* _Supplied text_
____

Art and Conscience in a Time of Upheaval.
Ben Shahn (1898-1969)
Presentation by Ori Z Soltes, Washington (DC)
March 12, 2025 @ 12:00 pm - 1:00 pm
| FreeGeorgetown University professor Ori Z Soltes will speak about Ben Shahn (1898-1969), who arrived in 1906 as a child to the United States from Tsarist-governed Lithuania. Four years after the Tsarist authorities had exiled his father to Siberia for alleged revolutionary activities, his mother managed to bring the family to New York. There they reconnected with Ben’s father who had escaped from Siberia and made it to the US by way of South Africa.
Image above: Ben Shahn, Detail of the Mural “The Meaning of Social Security,” Wilbur J. Cohen Federal Building, Washington, D.C.
Within 25 years Shahn emerged as perhaps the key figure in the developing arena of American Social Realist painting with a strongly political bent. He became renowned for his championing of left-wing causes and in his later years achieved recognition as a photographer, as well. No artist in the twentieth century more effectively than Ben Shahn simultaneously appreciated his adopted country for its promising possibilities and criticized it stridently for its failures to live up to that promise. His work remains painfully relevant today.

Ben Shahn, Children of destitute Ozark mountaineer, Arkansas, 1935

Ben Shahn, Sharecropper on Sunday, Little Rock, Ark., 1935.

Ben Shahn, Mural at the Wilbur J. Cohen Federal Building, Washington, DC, 1939-1940

Ben Shahn, Mural at the Wilbur J. Cohen Federal Building, Washington, DC, 1939-1940
Ori Z Soltes teaches art history, theology, philosophy, and political history in Georgetown University’s Center for Jewish Civilization. He is the author or editor of 31 books, including Jewish American Painters in the Twentieth Century and Welcoming the Stranger: Abrahamic Hospitality and Its Contemporary Implications (with Rachel Stern).

Ben Shahn, Lidice poster, DPLA, between 1941 and 1945.

____

* _Provided information_
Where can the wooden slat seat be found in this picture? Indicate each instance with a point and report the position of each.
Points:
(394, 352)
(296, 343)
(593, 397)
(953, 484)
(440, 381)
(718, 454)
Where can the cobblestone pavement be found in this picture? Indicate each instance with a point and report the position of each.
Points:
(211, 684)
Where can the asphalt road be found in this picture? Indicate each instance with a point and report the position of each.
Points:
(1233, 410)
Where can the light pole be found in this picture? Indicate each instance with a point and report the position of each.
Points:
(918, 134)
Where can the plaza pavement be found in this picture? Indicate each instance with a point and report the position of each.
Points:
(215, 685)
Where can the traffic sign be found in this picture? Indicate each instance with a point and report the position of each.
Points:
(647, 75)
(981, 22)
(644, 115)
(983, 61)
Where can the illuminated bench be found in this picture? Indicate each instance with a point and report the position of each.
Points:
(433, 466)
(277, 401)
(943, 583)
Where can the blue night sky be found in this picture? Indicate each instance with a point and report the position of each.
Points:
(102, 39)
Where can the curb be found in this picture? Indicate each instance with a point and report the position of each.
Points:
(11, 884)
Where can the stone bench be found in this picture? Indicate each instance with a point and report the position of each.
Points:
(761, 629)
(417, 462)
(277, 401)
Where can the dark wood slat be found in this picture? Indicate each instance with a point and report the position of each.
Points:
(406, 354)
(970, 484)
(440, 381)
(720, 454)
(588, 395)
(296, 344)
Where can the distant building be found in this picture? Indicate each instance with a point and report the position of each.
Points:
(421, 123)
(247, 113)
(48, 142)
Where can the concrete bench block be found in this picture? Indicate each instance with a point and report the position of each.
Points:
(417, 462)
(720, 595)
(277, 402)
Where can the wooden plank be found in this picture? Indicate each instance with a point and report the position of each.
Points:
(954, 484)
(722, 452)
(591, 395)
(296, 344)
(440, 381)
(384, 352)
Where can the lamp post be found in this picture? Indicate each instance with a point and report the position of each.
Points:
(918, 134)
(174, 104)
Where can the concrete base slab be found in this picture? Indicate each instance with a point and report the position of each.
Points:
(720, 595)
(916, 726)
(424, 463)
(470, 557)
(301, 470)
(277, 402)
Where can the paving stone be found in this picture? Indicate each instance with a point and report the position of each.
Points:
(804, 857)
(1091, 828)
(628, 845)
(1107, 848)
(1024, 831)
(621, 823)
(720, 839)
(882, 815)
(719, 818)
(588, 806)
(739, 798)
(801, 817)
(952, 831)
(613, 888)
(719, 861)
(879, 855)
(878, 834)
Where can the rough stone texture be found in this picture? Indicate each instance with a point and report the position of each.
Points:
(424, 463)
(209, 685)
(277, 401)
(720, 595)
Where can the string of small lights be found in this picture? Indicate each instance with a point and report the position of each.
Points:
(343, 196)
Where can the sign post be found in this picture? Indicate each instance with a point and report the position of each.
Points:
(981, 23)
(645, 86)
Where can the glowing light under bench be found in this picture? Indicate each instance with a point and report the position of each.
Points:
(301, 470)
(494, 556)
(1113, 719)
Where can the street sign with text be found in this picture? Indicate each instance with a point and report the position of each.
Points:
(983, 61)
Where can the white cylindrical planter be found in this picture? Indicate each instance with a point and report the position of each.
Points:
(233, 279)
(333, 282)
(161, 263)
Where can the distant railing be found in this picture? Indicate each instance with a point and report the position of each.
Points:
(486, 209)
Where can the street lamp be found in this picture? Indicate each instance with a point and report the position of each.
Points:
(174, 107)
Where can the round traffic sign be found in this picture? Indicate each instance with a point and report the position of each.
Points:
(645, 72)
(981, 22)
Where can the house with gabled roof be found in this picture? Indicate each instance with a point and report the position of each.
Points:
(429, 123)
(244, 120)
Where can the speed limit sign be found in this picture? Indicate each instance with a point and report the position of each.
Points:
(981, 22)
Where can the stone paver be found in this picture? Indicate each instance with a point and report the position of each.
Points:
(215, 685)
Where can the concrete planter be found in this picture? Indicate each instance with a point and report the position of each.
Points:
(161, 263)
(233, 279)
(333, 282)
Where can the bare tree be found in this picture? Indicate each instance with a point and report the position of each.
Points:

____

* _What to do_
Transcribe the passage of the Ben Shahn talk announcement above from "Ben Shahn, Sharecropper" to "(with Rachel Stern).".

* _Completed task_
Ben Shahn, Sharecropper on Sunday, Little Rock, Ark., 1935.

Ben Shahn, Mural at the Wilbur J. Cohen Federal Building, Washington, DC, 1939-1940

Ben Shahn, Mural at the Wilbur J. Cohen Federal Building, Washington, DC, 1939-1940
Ori Z Soltes teaches art history, theology, philosophy, and political history in Georgetown University’s Center for Jewish Civilization. He is the author or editor of 31 books, including Jewish American Painters in the Twentieth Century and Welcoming the Stranger: Abrahamic Hospitality and Its Contemporary Implications (with Rachel Stern).